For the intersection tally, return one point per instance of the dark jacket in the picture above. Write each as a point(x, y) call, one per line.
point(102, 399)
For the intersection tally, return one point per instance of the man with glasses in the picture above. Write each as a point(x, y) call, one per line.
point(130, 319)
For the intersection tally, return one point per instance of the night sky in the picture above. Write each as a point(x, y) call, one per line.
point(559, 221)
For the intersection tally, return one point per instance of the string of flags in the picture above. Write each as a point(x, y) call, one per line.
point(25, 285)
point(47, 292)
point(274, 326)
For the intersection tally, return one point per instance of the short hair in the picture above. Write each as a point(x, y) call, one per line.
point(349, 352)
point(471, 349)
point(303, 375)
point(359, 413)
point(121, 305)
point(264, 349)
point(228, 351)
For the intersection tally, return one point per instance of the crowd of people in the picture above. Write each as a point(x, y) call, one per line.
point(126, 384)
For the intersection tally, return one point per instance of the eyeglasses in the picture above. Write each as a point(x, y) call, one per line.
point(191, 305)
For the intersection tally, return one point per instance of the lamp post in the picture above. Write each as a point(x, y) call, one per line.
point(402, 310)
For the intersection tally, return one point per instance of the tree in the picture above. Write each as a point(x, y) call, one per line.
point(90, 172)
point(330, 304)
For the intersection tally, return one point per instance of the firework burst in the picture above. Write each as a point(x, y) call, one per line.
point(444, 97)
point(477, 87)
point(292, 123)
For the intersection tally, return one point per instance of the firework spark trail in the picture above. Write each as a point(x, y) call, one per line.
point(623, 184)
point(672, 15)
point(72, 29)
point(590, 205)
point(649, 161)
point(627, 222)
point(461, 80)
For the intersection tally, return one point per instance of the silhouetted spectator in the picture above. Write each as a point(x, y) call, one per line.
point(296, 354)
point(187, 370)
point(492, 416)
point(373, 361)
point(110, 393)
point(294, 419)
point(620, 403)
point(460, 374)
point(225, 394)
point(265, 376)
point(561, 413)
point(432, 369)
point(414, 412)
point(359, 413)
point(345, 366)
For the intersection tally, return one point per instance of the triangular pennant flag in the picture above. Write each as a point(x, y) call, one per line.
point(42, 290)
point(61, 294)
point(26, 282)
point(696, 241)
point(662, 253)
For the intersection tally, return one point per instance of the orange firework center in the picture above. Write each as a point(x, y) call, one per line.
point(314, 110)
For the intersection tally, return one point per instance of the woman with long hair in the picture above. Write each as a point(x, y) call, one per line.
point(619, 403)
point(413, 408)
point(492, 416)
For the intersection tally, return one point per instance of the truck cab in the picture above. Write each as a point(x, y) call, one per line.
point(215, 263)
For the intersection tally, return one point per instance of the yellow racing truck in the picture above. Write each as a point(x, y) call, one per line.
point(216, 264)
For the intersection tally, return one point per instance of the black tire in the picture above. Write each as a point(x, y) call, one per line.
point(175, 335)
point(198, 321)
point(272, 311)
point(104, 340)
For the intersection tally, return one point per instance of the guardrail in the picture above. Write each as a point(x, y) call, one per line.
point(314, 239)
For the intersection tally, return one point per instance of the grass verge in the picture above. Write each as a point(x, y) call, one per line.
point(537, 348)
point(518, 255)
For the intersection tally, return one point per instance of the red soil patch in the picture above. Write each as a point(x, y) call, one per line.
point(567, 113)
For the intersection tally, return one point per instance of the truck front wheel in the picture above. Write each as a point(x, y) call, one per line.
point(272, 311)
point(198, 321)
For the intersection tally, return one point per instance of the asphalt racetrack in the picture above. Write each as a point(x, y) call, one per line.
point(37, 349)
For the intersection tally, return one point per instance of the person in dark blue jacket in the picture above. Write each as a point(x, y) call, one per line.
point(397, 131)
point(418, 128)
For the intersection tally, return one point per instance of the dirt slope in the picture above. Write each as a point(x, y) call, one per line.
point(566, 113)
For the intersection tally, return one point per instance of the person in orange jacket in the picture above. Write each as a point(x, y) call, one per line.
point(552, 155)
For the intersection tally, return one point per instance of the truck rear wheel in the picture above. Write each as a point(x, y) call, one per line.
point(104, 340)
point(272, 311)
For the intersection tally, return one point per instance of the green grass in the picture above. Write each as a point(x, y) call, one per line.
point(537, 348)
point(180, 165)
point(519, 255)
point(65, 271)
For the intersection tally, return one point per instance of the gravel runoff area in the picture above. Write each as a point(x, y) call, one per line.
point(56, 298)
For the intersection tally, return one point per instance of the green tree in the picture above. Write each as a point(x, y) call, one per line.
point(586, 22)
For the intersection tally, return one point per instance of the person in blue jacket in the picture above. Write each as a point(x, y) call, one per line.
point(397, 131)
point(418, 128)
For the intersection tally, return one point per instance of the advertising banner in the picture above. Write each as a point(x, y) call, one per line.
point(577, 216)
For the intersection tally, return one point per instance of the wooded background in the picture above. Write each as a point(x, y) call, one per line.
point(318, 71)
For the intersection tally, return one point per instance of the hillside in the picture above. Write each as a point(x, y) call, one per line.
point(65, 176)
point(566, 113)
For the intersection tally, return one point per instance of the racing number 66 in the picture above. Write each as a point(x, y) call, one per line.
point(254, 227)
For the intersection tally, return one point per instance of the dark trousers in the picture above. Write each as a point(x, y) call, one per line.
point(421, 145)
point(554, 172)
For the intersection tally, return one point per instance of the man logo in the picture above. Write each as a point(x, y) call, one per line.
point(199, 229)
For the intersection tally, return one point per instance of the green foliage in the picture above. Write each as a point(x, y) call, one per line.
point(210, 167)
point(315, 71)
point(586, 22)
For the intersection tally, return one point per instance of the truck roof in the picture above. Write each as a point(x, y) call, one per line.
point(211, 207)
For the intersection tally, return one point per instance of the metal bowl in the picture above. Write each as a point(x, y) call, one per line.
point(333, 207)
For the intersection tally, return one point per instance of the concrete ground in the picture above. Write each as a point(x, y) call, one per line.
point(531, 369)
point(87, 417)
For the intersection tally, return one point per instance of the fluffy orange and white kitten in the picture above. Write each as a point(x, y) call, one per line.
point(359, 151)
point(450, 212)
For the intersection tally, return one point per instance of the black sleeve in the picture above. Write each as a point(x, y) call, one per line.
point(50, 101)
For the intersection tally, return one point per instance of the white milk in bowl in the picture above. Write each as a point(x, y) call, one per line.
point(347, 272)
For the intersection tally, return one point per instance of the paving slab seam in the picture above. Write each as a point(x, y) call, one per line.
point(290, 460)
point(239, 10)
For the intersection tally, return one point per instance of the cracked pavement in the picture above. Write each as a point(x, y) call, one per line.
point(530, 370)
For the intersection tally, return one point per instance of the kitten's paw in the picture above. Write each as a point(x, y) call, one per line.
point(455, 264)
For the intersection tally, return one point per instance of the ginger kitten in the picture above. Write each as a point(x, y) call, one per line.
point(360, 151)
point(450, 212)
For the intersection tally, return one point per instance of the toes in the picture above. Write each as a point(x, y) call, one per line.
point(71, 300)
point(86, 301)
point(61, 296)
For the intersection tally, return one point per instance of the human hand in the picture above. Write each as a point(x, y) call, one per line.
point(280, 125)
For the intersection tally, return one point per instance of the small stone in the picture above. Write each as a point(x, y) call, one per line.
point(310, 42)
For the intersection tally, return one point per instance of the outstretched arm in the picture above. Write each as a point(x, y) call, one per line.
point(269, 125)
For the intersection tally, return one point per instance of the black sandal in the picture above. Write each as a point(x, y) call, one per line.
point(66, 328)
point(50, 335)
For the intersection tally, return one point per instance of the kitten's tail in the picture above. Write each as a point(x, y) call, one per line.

Written request:
Rewrite every one of the records above with "intersection tally" changed to "overlap count" and nothing else altered.

Written answer:
For the overlap count, return one point per instance of the dark jacket in the picture above. Write each as a point(x, y) call, one per line.
point(102, 399)
For the overlap count, return one point per instance of the man with glasses in the picture above. Write each as a point(x, y) call, one per line.
point(130, 319)
For the overlap count, return one point per instance of the night sky in the picture above. Write each as a point(x, y) call, one per line.
point(559, 221)
For the overlap count, return one point per instance of the string of flags in the picture above. Write each as a point(x, y) call, one per line.
point(25, 285)
point(47, 292)
point(274, 326)
For the overlap count, return one point per instance of the short hair in the picture above. Write each as a point(x, y) call, one per line.
point(349, 352)
point(471, 349)
point(303, 375)
point(359, 413)
point(121, 305)
point(264, 349)
point(228, 351)
For the overlap count, return one point per instance of the crowd of people in the picture above. Write each as a point(x, y) call, one per line.
point(126, 384)
For the overlap count, return one point per instance of the eyeglasses in the picture above. Write each as a point(x, y) call, one per line.
point(191, 305)
For the overlap count, return one point per instance of the lamp post in the picture above. Write each as a point(x, y) call, one per line.
point(402, 310)
For the overlap count, return one point per instance of the tree in the picture above. Write each as a point(x, y) call, one per line.
point(90, 172)
point(330, 304)
For the overlap count, return one point per instance of the firework burst in the picture above. Write each as a point(x, y) call, one per line.
point(444, 97)
point(477, 87)
point(292, 123)
For the overlap count, return one point per instance of the firework spark trail in the picture above. Write each as a point(x, y) call, one per line.
point(623, 184)
point(672, 15)
point(72, 29)
point(590, 205)
point(649, 161)
point(627, 222)
point(461, 80)
For the overlap count, return one point per instance of the silhouetted spectator in the picture above. Write each as a point(x, y) call, one per line.
point(296, 354)
point(187, 370)
point(492, 416)
point(373, 361)
point(110, 393)
point(294, 419)
point(620, 403)
point(460, 374)
point(225, 394)
point(265, 376)
point(561, 413)
point(432, 369)
point(414, 412)
point(359, 413)
point(345, 366)
For the overlap count, return one point per instance of the triangular pennant flag in the picture above. Write each as a point(x, y) call, one per line.
point(42, 290)
point(61, 294)
point(26, 282)
point(696, 241)
point(662, 253)
For the overlap count, return one point per instance of the orange firework center in the picture above. Write each as a point(x, y) call, one per line.
point(314, 110)
For the overlap count, return one point per instance of the woman with long hair in the picture above. Write each as a point(x, y) call, one per line.
point(619, 403)
point(413, 408)
point(492, 416)
For the overlap count, return one point per instance of the truck cab in the picture above. Write each as a point(x, y) call, one per line.
point(215, 263)
For the overlap count, return one point per instance of the yellow racing truck in the picture above. Write each as a point(x, y) call, one per line.
point(216, 264)
For the overlap count, return one point per instance of the black tire in the picture above. Write each as a point(x, y) call, one per line.
point(175, 335)
point(198, 321)
point(272, 311)
point(104, 340)
For the overlap count, return one point per instance of the guardrail in the picture above. Write each as a point(x, y) call, one per line.
point(314, 239)
For the overlap count, return one point per instance of the grass verge in the picture above. Write each as a point(x, y) call, one per line.
point(537, 348)
point(518, 255)
For the overlap count, return one point per instance of the red soil patch in the picture above. Write each as a point(x, y) call, one per line.
point(567, 113)
For the overlap count, return one point per instance of the truck front wheel in the picture above. Write each as a point(x, y) call, one per line.
point(272, 311)
point(198, 321)
For the overlap count, return one point per instance of the asphalt racetrack in the picture above. Write each as a point(x, y) call, one per line.
point(37, 349)
For the overlap count, return one point per instance of the person in dark blue jacket in the picture above. Write each as a point(x, y) call, one per line.
point(397, 131)
point(418, 128)
For the overlap count, return one point per instance of the dirt slope in the picture above. Write each as a point(x, y) call, one per line.
point(566, 113)
For the overlap count, return one point per instance of the person in orange jacket in the picture above. Write each as a point(x, y) call, one per line.
point(552, 155)
For the overlap count, return one point per instance of the truck rear wheel in the picture above. Write each as a point(x, y) call, one per line.
point(104, 340)
point(272, 311)
For the overlap count, return one point per instance of the green grass in the picture above. Write each as a point(x, y) call, one per line.
point(537, 348)
point(180, 165)
point(519, 255)
point(65, 271)
For the overlap count, return one point per instance of the gravel runoff area in the picture above. Write each as a point(x, y) call, one per line.
point(56, 298)
For the overlap count, return one point per instance of the green tree in the picture above. Write each as a point(x, y) call, one per line.
point(586, 22)
For the overlap count, return one point per instance of the person in blue jacket in the picture above. Write each as a point(x, y) call, one per line.
point(397, 131)
point(418, 128)
For the overlap count, return one point per instance of the advertising banner in the picture above. Write each as a point(x, y) call, one per line.
point(577, 216)
For the overlap count, return one point per instance of the wooded background in the picture above. Write each as a point(x, y) call, one per line.
point(318, 71)
For the overlap count, return one point per instance of the hillside in the picture above. Write each as a point(x, y) call, one per line.
point(65, 176)
point(566, 113)
For the overlap count, return one point per instance of the racing number 66 in the picture above. Write each as a point(x, y) call, one per line.
point(254, 227)
For the overlap count, return one point per instance of the dark trousers in the picture above. Write each as a point(x, y) call, one per line.
point(421, 145)
point(554, 172)
For the overlap count, return one point per instance of the man logo in the picture above. Write each as a point(x, y) call, one per line.
point(199, 229)
For the overlap count, return one point per instance of the green foliage in the picture above. Write each as a point(x, y) call, one per line.
point(210, 167)
point(315, 71)
point(586, 22)
For the overlap count, return one point per instance of the truck roof in the picture above. Write each as a point(x, y) call, one per line.
point(211, 207)
For the overlap count, return one point per instance of the metal bowl in the picture above. Write each as a point(x, y) call, one per line.
point(333, 207)
For the overlap count, return one point per instance of the concrete ground in the picture above. Write each as a point(x, y) call, one per line.
point(531, 369)
point(87, 417)
For the overlap count, return one point per instance of the fluffy orange and white kitten in the picture above. Write each as a point(x, y) call, one per line.
point(359, 151)
point(450, 212)
For the overlap count, return one point per instance of the black sleeve in the picture above. Write each as a point(x, y) call, one per line.
point(50, 101)
For the overlap count, return one point per instance of the white milk in bowl in the picture above. Write each as a point(x, y) call, one per line.
point(347, 272)
For the overlap count, return one point per instance of the paving slab seam in the picture above. Write each as a point(x, y) call, one per line.
point(290, 460)
point(239, 10)
For the overlap count, return one point per instance of the cracked pavement in the picture above. Write each as a point(x, y) call, one per line.
point(530, 370)
For the overlap count, return one point per instance of the kitten's paw in the picture above. Write each as a point(x, y) call, one per line.
point(455, 264)
For the overlap count, return one point per instance of the ginger kitten in the picture above. Write each as a point(x, y) call, one per line.
point(360, 151)
point(450, 212)
For the overlap count, return one point per instance of the toes in the picture above. Write each as a point(x, y) call, one per line.
point(71, 300)
point(86, 301)
point(61, 296)
For the overlap count, return one point per instance of the human hand in the picture above. Write each as a point(x, y) call, one per line.
point(280, 125)
For the overlap count, return one point per instance of the small stone in the picture above. Write each as a point(x, y) call, one per line.
point(310, 42)
For the overlap count, return one point per instance of the outstretched arm in the picture above. Write each as a point(x, y) call, one per line.
point(269, 125)
For the overlap count, return one point per instance of the black sandal in the picture above. Write each as a point(x, y) call, one per line.
point(66, 328)
point(50, 335)
For the overlap count, return one point per instance of the kitten's tail in the picture above. Write each as a point(x, y) call, one per line.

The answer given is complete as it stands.